***** Data rows *****
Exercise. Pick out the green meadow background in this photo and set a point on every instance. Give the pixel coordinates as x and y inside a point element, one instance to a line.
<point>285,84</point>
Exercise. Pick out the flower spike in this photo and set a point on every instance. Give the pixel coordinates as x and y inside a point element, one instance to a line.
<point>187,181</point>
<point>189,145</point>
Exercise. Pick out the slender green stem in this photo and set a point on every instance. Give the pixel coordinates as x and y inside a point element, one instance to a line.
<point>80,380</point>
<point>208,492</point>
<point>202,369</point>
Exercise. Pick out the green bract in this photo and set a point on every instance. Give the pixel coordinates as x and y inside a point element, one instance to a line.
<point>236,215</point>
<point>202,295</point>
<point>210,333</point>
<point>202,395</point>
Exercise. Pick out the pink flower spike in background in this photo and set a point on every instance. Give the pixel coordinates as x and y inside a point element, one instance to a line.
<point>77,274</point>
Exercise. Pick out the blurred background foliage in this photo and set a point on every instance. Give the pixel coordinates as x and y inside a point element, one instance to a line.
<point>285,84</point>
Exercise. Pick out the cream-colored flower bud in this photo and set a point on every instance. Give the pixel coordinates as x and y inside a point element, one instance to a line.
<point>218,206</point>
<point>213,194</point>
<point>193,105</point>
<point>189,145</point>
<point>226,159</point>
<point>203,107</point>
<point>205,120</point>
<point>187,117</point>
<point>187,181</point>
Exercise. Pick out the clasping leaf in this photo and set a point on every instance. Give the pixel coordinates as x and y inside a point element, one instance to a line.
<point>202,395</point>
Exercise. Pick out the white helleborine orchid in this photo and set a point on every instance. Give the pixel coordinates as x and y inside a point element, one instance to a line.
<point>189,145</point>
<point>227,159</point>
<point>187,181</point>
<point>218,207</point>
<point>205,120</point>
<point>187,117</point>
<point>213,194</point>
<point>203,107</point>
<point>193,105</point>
*****
## Problem to work on
Retype the entries exactly, including every line.

## Result of this task
Exercise. Pick out the green meadow background in this photo and set a point on every instance. Give the pixel coordinates as x and y inside a point element, one instance to a line.
<point>285,84</point>
Exercise. Pick out the flower spike in this photo and set a point on every instance. Give the pixel coordinates as x and y inside a point element, one instance to a line.
<point>187,181</point>
<point>189,145</point>
Exercise. Pick out the slender green stem in this photo and set a point on every instance. Give the pixel coordinates as x and y inside a point element, one instance to a line.
<point>80,380</point>
<point>208,492</point>
<point>202,369</point>
Exercise. Pick out the green bract in this photo and set a point on every instance. Give the pixel coordinates as x and y inside a point element, one instance to a line.
<point>236,215</point>
<point>202,295</point>
<point>210,333</point>
<point>202,395</point>
Exercise. Pick out the pink flower spike in background in this photo and set a point on every instance. Give the pixel coordinates as x and y inside a point element, one instance to a line.
<point>77,274</point>
Exercise. Pick out the blurred background foliage in this photo and set a point on every instance. Give the pixel coordinates as x and y inside a point element, one instance to a line.
<point>285,84</point>
Exercise. Pick out the cream-colored flower bud in this photo and set a point on every instance. Give the pixel coordinates as x and y inside a point element, one instance to a line.
<point>218,206</point>
<point>213,194</point>
<point>193,105</point>
<point>189,145</point>
<point>226,159</point>
<point>203,107</point>
<point>205,120</point>
<point>187,117</point>
<point>187,181</point>
Exercise. Pick out the clasping leaf in this photo and set a point on every instance. Give the pixel coordinates as x and y inside a point element, one instance to a line.
<point>202,395</point>
Exercise. Pick out the white helleborine orchid in this photo and set a point on every instance. Give the pixel coordinates as x and y inside a point element, one instance to a line.
<point>189,145</point>
<point>227,159</point>
<point>187,181</point>
<point>218,207</point>
<point>205,120</point>
<point>187,117</point>
<point>213,194</point>
<point>203,107</point>
<point>193,105</point>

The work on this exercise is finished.